EXERCISE MATERIALS: Begin

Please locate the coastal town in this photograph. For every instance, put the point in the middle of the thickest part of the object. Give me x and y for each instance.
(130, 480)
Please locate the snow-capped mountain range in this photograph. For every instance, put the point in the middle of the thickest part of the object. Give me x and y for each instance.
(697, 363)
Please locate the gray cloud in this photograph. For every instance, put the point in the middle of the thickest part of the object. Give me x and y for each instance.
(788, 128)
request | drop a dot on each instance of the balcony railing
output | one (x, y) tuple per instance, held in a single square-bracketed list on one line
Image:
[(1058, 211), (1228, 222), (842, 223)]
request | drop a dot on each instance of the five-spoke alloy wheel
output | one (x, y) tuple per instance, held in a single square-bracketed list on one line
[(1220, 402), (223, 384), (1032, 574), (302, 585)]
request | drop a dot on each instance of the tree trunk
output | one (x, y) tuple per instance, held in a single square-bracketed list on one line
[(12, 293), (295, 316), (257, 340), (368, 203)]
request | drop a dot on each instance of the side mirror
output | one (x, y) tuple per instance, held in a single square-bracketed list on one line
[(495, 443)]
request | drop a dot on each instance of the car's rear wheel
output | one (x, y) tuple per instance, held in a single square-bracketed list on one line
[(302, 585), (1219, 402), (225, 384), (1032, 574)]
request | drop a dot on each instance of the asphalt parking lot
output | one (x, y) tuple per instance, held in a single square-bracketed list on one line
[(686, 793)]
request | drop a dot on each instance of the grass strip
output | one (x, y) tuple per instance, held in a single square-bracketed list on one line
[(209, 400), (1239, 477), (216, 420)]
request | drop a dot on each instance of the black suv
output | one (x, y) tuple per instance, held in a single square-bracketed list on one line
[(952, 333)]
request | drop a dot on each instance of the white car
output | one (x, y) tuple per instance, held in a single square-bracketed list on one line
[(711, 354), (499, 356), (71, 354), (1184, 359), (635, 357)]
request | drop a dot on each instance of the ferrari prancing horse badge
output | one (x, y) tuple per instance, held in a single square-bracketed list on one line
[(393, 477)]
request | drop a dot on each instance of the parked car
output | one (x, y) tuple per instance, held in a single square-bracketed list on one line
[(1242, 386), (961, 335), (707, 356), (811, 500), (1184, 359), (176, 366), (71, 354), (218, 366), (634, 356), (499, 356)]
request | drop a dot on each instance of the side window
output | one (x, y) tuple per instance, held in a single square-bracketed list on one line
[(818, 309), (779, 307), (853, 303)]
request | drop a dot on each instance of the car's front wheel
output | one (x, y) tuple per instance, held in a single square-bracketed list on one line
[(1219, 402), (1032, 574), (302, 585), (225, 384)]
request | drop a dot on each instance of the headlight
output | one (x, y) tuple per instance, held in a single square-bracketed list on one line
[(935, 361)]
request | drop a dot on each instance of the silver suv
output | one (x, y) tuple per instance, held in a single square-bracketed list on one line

EXERCISE MATERIALS: End

■ TASK TO CARRY OUT:
Looking at the records above, report how many lines contain the word "wheel". Answer with the number only.

■ EXERCISE ANSWER:
3